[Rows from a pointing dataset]
▬▬▬▬▬▬▬▬▬▬

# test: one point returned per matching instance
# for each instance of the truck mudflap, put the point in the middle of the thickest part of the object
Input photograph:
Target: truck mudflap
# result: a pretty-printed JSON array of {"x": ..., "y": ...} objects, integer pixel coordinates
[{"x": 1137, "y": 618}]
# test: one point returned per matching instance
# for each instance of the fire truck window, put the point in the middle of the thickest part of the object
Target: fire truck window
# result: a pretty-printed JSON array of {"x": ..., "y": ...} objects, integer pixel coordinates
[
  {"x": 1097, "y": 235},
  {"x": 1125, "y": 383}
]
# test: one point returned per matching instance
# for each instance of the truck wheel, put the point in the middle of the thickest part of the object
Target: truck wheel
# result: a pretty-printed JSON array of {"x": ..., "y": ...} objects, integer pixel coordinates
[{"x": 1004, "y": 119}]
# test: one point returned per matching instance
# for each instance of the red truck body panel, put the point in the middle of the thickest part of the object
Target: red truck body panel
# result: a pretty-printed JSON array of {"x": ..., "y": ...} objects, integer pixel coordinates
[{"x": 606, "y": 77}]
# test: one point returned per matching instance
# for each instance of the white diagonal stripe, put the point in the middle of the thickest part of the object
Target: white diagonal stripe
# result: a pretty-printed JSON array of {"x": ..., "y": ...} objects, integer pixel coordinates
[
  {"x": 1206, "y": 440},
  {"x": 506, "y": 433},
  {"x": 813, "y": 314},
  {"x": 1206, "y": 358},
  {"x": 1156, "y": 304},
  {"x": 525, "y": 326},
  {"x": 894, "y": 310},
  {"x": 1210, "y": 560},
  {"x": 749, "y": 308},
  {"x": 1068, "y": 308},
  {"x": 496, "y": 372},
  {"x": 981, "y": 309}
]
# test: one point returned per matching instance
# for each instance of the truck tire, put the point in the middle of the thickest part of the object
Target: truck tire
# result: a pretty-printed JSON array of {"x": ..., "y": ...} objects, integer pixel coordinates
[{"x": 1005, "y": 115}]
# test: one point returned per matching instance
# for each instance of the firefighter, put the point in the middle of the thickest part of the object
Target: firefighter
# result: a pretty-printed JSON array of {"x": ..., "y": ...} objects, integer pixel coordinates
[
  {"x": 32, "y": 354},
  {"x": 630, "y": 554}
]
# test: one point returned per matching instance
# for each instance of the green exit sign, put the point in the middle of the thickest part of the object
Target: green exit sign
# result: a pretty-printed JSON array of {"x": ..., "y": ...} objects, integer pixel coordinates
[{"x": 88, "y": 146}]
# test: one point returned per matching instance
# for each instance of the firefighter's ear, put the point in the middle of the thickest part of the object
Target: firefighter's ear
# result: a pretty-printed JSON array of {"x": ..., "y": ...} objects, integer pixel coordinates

▬▬▬▬▬▬▬▬▬▬

• **Instructions for the task**
How many lines in the records above contain the string "window"? Reply with the number alone.

• **Full output**
2